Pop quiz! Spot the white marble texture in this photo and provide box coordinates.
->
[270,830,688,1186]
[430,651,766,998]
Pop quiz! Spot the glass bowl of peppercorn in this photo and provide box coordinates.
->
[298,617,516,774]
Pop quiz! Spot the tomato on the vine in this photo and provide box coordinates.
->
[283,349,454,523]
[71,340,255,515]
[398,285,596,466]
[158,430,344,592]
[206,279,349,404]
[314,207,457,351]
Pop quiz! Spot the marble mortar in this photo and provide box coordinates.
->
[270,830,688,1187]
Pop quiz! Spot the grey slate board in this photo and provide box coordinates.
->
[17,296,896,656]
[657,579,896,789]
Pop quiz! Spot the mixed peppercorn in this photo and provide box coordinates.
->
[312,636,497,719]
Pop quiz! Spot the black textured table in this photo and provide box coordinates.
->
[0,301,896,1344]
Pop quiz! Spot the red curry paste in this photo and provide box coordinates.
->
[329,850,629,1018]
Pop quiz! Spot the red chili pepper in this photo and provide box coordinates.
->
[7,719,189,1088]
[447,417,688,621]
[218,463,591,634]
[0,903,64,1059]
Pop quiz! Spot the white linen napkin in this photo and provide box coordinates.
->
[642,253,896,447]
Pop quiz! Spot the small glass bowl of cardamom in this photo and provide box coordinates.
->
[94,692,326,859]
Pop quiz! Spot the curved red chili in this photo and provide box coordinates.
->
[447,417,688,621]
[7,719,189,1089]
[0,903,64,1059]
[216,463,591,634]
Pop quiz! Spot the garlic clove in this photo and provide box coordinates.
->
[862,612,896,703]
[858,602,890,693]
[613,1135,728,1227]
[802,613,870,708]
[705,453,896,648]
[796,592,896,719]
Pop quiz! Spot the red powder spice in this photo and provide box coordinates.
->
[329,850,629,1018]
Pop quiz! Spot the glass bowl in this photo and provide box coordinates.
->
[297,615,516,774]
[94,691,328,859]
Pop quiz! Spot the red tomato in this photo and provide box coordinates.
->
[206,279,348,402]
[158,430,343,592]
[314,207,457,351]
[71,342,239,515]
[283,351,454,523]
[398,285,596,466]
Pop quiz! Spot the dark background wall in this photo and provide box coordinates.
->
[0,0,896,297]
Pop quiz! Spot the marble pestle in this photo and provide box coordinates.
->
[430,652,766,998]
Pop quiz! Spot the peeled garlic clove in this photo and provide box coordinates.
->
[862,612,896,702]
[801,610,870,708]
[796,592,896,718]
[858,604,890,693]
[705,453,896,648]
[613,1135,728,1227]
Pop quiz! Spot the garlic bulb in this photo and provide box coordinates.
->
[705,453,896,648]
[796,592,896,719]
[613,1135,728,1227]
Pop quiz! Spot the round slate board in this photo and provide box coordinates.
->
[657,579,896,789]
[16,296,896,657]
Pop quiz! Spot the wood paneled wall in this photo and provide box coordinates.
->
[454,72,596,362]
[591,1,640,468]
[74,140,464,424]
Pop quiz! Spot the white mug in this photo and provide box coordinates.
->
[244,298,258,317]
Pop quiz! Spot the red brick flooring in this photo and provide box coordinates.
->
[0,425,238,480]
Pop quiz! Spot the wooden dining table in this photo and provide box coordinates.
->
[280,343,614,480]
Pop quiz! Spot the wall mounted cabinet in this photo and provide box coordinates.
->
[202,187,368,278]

━━━━━━━━━━━━━━━━━━━━

Exercise description: Copy out only the material from the line with "Pop quiz! Spot the red powder" up to and including the line with "[74,140,464,424]", keeping every line, and shift each coordinate in the answers by adding 135 to it.

Worked answer:
Pop quiz! Spot the red powder spice in this photo and provide box coordinates.
->
[464,985,764,1153]
Pop quiz! Spot the glass bowl in this photo and provide box coordinates.
->
[432,750,651,909]
[229,826,463,994]
Pop quiz! Spot the red tomato in this photo and provide box coordinates.
->
[341,414,483,537]
[293,565,478,727]
[449,342,592,486]
[206,477,374,650]
[418,486,589,658]
[533,420,731,601]
Pop quiz! Spot the dark background wall in this photo and provide box coordinates.
->
[135,135,1031,432]
Pop quiz! Spot the marble pestle in this photo and provide box coordinates.
->
[565,787,901,1133]
Pop quiz! Spot the peeled garlic clove in this photo and provide box coordinates.
->
[997,747,1031,837]
[936,745,1005,843]
[931,727,1031,853]
[993,739,1025,828]
[840,588,1031,783]
[748,1270,863,1362]
Pop quiz! Spot the garlic bulb in this photo and provide box coordinates.
->
[840,588,1031,783]
[931,727,1031,854]
[748,1270,863,1362]
Pop quiz! Spot the round slate board in this photo and provide box coordinates.
->
[792,714,1031,924]
[151,431,1031,792]
Pop quiz! Spot the wood paneled wall in this photo and provide box coordinates.
->
[589,207,731,497]
[726,136,775,603]
[209,275,599,559]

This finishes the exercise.